WORK INSTRUCTIONS —
1 > In the opinion piece on political dissent in Zimbabwe, what does the writer call healthy for any political set-up?
2 > Carry on the opinion piece about political dissent in Zimbabwe from where it stops.

--- Start SOURCE PASSAGE ---

The Sunday News
Richard R Mahomva
THE co-existence of political dissent is healthy for any political set-up. However, it is risky to reduce the density of political dissent to the narrowest of extremes of allowing certain political actors to arrogate universally applying principles to service their exclusive political interests. Somehow in the social media discursive space everything Zanu-PF only represents evil and epitomises the totality of the problems faced by the country.
On the contrary, the MDC-Alliance is utterly sanitised as the embodiment of desired alternative of Zanu-PF. This constitutes the urban narrative endorsed hypocrisy of imaging the contested nature of political truths in Zimbabwe. This is the simplistic and generalised constructed vilification of Zanu-PF as an all-evil entity, while the MDC-Alliance is constructed as an absolute agent for good.
There is an acute failure to contest and test ideas in a manner which is devoid of the generic labelling of facts as either Zanu-PF or MDC crusted. Until and unless we know that human rights are universal and that they apply to both MDC and Zanu-PF supporters, then the role of state apparatuses in the whole matrix of demonstrations will be fully and positively appreciated.

--- End SOURCE PASSAGE ---
--- Start ENTRIES ---

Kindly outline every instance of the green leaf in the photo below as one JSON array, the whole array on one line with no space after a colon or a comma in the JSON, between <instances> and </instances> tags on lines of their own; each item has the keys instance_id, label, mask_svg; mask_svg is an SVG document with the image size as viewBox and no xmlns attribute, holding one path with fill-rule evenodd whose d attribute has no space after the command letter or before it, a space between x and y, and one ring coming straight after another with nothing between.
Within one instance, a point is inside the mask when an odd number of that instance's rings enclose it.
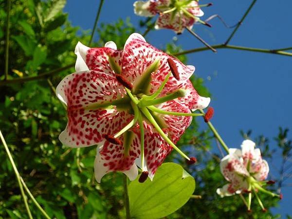
<instances>
[{"instance_id":1,"label":"green leaf","mask_svg":"<svg viewBox=\"0 0 292 219\"><path fill-rule=\"evenodd\" d=\"M36 46L33 40L24 35L13 36L11 38L15 40L20 47L23 50L27 56L33 55Z\"/></svg>"},{"instance_id":2,"label":"green leaf","mask_svg":"<svg viewBox=\"0 0 292 219\"><path fill-rule=\"evenodd\" d=\"M52 6L49 9L48 14L44 19L44 22L46 22L53 18L60 12L65 5L66 0L56 0L53 2Z\"/></svg>"},{"instance_id":3,"label":"green leaf","mask_svg":"<svg viewBox=\"0 0 292 219\"><path fill-rule=\"evenodd\" d=\"M177 164L163 164L153 182L143 183L137 179L129 186L132 217L158 219L178 210L189 200L195 190L195 179Z\"/></svg>"},{"instance_id":4,"label":"green leaf","mask_svg":"<svg viewBox=\"0 0 292 219\"><path fill-rule=\"evenodd\" d=\"M34 56L32 63L32 68L36 70L46 60L47 57L47 50L45 47L38 46L36 47L34 52Z\"/></svg>"},{"instance_id":5,"label":"green leaf","mask_svg":"<svg viewBox=\"0 0 292 219\"><path fill-rule=\"evenodd\" d=\"M67 14L61 15L56 17L55 19L46 23L44 29L45 32L49 32L62 26L65 22L67 18Z\"/></svg>"},{"instance_id":6,"label":"green leaf","mask_svg":"<svg viewBox=\"0 0 292 219\"><path fill-rule=\"evenodd\" d=\"M18 22L19 25L23 29L23 31L27 35L31 36L35 36L35 31L32 26L25 20L19 20Z\"/></svg>"}]
</instances>

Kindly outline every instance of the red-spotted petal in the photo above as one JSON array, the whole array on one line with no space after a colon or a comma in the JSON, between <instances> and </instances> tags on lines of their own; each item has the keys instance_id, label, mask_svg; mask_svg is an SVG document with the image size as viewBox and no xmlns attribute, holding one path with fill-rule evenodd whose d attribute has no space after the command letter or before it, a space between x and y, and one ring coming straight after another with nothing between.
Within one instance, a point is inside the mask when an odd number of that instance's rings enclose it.
<instances>
[{"instance_id":1,"label":"red-spotted petal","mask_svg":"<svg viewBox=\"0 0 292 219\"><path fill-rule=\"evenodd\" d=\"M147 68L155 61L159 61L159 66L151 74L150 92L153 93L159 87L167 74L171 72L167 59L171 58L175 63L180 75L178 81L173 76L169 77L163 93L171 92L178 89L181 84L186 81L193 74L195 68L185 66L180 61L147 43L139 34L133 34L127 40L123 52L122 74L134 87L139 82Z\"/></svg>"},{"instance_id":2,"label":"red-spotted petal","mask_svg":"<svg viewBox=\"0 0 292 219\"><path fill-rule=\"evenodd\" d=\"M146 168L143 170L148 171L149 177L152 180L156 169L162 164L172 147L165 142L152 125L144 122L144 155ZM141 166L140 164L136 163Z\"/></svg>"},{"instance_id":3,"label":"red-spotted petal","mask_svg":"<svg viewBox=\"0 0 292 219\"><path fill-rule=\"evenodd\" d=\"M241 153L240 150L235 149L234 152L225 156L220 162L221 172L232 184L236 184L236 182L242 181L242 178L249 176L240 157L237 156L237 152Z\"/></svg>"},{"instance_id":4,"label":"red-spotted petal","mask_svg":"<svg viewBox=\"0 0 292 219\"><path fill-rule=\"evenodd\" d=\"M112 41L108 42L105 47L94 48L87 47L79 42L76 46L75 53L77 56L76 71L94 70L114 75L114 69L109 59L111 58L118 66L120 66L123 52L117 50L116 45Z\"/></svg>"},{"instance_id":5,"label":"red-spotted petal","mask_svg":"<svg viewBox=\"0 0 292 219\"><path fill-rule=\"evenodd\" d=\"M140 155L140 139L136 134L131 133L128 152L125 152L124 145L113 144L108 141L98 149L94 162L94 173L98 182L105 174L112 171L123 172L130 180L136 179L138 169L135 160ZM119 140L123 142L124 135Z\"/></svg>"},{"instance_id":6,"label":"red-spotted petal","mask_svg":"<svg viewBox=\"0 0 292 219\"><path fill-rule=\"evenodd\" d=\"M204 97L199 95L189 80L182 85L181 88L186 91L186 94L183 97L176 99L180 104L186 106L193 111L205 109L209 105L210 97Z\"/></svg>"},{"instance_id":7,"label":"red-spotted petal","mask_svg":"<svg viewBox=\"0 0 292 219\"><path fill-rule=\"evenodd\" d=\"M126 91L115 77L96 71L67 75L56 89L57 96L67 105L68 123L59 138L72 147L90 146L104 140L104 134L114 135L133 116L111 109L91 109L94 104L122 98Z\"/></svg>"},{"instance_id":8,"label":"red-spotted petal","mask_svg":"<svg viewBox=\"0 0 292 219\"><path fill-rule=\"evenodd\" d=\"M157 106L161 110L169 112L184 112L190 113L188 108L172 100L164 103ZM167 128L164 129L168 133L168 137L176 144L181 136L189 126L192 122L191 116L175 116L157 113L159 117L165 122Z\"/></svg>"}]
</instances>

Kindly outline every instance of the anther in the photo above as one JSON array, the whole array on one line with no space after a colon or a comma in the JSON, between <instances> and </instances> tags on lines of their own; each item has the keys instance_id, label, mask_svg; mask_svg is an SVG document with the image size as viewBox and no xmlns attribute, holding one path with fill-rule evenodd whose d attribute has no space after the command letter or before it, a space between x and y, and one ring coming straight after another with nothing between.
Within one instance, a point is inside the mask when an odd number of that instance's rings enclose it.
<instances>
[{"instance_id":1,"label":"anther","mask_svg":"<svg viewBox=\"0 0 292 219\"><path fill-rule=\"evenodd\" d=\"M267 182L267 184L269 184L269 185L273 185L274 184L275 182L275 181L274 181L274 180L269 180L269 181L268 181Z\"/></svg>"},{"instance_id":2,"label":"anther","mask_svg":"<svg viewBox=\"0 0 292 219\"><path fill-rule=\"evenodd\" d=\"M115 138L112 135L106 135L105 138L109 142L114 145L122 145L122 142L117 138Z\"/></svg>"},{"instance_id":3,"label":"anther","mask_svg":"<svg viewBox=\"0 0 292 219\"><path fill-rule=\"evenodd\" d=\"M174 61L170 58L167 58L167 63L168 63L172 75L176 79L179 80L180 73L179 73L179 70L176 64L174 62Z\"/></svg>"},{"instance_id":4,"label":"anther","mask_svg":"<svg viewBox=\"0 0 292 219\"><path fill-rule=\"evenodd\" d=\"M116 74L116 78L119 82L122 84L124 87L126 87L128 89L131 90L133 88L133 85L128 81L127 78L121 74Z\"/></svg>"},{"instance_id":5,"label":"anther","mask_svg":"<svg viewBox=\"0 0 292 219\"><path fill-rule=\"evenodd\" d=\"M139 178L139 182L141 183L144 182L148 177L148 171L143 171Z\"/></svg>"},{"instance_id":6,"label":"anther","mask_svg":"<svg viewBox=\"0 0 292 219\"><path fill-rule=\"evenodd\" d=\"M208 122L212 118L213 115L214 114L214 109L213 107L209 107L208 108L208 110L205 114L204 116L204 121L205 123Z\"/></svg>"},{"instance_id":7,"label":"anther","mask_svg":"<svg viewBox=\"0 0 292 219\"><path fill-rule=\"evenodd\" d=\"M192 157L190 158L190 160L186 160L186 163L189 164L189 165L191 165L194 164L195 164L197 163L197 158L196 158L194 157Z\"/></svg>"},{"instance_id":8,"label":"anther","mask_svg":"<svg viewBox=\"0 0 292 219\"><path fill-rule=\"evenodd\" d=\"M205 22L205 23L203 24L204 25L206 25L209 27L212 27L212 25L208 23Z\"/></svg>"}]
</instances>

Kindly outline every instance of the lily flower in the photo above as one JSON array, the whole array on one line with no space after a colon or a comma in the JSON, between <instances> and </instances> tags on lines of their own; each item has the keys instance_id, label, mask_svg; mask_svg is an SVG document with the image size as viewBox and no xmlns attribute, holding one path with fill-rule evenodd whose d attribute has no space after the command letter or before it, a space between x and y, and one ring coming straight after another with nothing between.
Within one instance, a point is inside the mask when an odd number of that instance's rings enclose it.
<instances>
[{"instance_id":1,"label":"lily flower","mask_svg":"<svg viewBox=\"0 0 292 219\"><path fill-rule=\"evenodd\" d=\"M257 192L268 194L273 197L280 197L263 187L270 181L265 181L269 173L269 165L263 160L259 148L255 148L256 144L249 140L244 141L241 150L229 148L229 154L224 157L220 163L221 172L225 179L229 182L222 188L217 189L217 192L221 197L248 193L248 201L244 201L248 210L250 211L252 193L253 192L263 211L265 208Z\"/></svg>"},{"instance_id":2,"label":"lily flower","mask_svg":"<svg viewBox=\"0 0 292 219\"><path fill-rule=\"evenodd\" d=\"M59 136L73 147L98 145L96 180L121 171L130 180L143 171L152 180L157 167L189 126L191 110L206 108L189 78L195 70L133 34L123 50L110 41L90 48L78 42L75 69L60 82L57 97L68 122ZM145 177L145 176L146 177Z\"/></svg>"},{"instance_id":3,"label":"lily flower","mask_svg":"<svg viewBox=\"0 0 292 219\"><path fill-rule=\"evenodd\" d=\"M197 0L138 0L134 3L134 9L135 13L140 16L152 17L159 15L155 29L170 29L181 34L184 28L191 29L197 22L209 26L199 17L204 15L201 7L211 5L199 5Z\"/></svg>"}]
</instances>

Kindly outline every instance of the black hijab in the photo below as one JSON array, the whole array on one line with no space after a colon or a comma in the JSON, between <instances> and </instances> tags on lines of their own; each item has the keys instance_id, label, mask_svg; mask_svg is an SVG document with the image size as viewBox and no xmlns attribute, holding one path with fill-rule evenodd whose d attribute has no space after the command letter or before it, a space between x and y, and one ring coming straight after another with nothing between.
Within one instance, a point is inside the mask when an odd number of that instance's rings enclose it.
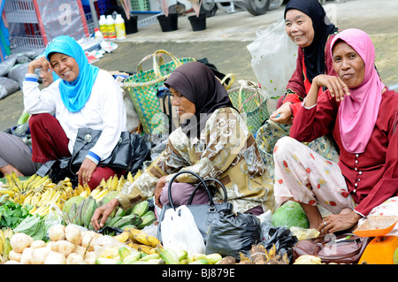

--- End ENTRIES ---

EXERCISE RESULTS —
1 > The co-existence of political dissent.

2 >
Regardless of the need to safeguard its power consolidation interests, the State has a paternal role to protect every citizen including its opponents. This is why security elements will not be washed away from the whole equation of safeguarding national peace. It must not be ignored that state security is mandated to apply retributory measures to those found trespassing on the rights of others.
This is a standard mark of state security credibility across the globe and this is not unique to Zimbabwe. However, public reason is dominated by an immoderate deal of tailor-made biases meant to satisfy the criminality opposition organised violence.
This has been a fundamental obstruction for many to understanding that the continued violence and plunder associated with MDC-Alliance demonstrations is not justified. This is why basic principles of safeguarding peace by the State are misrepresented to give moral validation to the opposition’s lawlessness. In the process, functionaries and organs of the State such as the police, military and judiciary are ridiculed as default mercenaries of repressing the freedoms of the opposition.
There is also a misguided position to overlook the proximity of civil society to the opposition. It’s as if the ruling party is naturally supposed to succumb to the vulnerability of isolation and defenceless yet the opposition gains support from Civil Society Organisations (CSOs).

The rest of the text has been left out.